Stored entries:
-------

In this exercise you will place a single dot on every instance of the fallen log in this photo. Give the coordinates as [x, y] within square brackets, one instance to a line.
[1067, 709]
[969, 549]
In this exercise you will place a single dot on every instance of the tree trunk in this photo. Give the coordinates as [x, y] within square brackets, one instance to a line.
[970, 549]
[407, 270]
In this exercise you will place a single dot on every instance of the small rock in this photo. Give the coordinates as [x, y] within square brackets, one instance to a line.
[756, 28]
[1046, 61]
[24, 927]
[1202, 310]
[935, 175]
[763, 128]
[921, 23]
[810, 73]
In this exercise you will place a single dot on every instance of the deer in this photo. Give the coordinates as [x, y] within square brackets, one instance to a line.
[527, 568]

-------

EXERCISE PROMPT:
Please reproduce all of the material above word for word.

FULL RESPONSE:
In this exercise you will place a single dot on every instance of the fallen log in this photo. Give the coordinates as [x, y] within square brackets, one instance to a line.
[1067, 709]
[969, 549]
In this exercise you will place a single dot on every instance of the tree trunk in this photo. Give the coordinates as [x, y] within square brackets, one instance to a line.
[970, 549]
[407, 270]
In this exercise you will place a single dot on every instance of the small rock in this photo. Give the coordinates as [x, y] within square brackets, one instance to a line.
[756, 28]
[1046, 61]
[24, 927]
[1202, 310]
[935, 175]
[763, 128]
[921, 23]
[810, 73]
In this exercise you will place a single dot on every instance of the deer in this photo. Give the coordinates as [x, y] within square brackets, one instance to a line.
[527, 568]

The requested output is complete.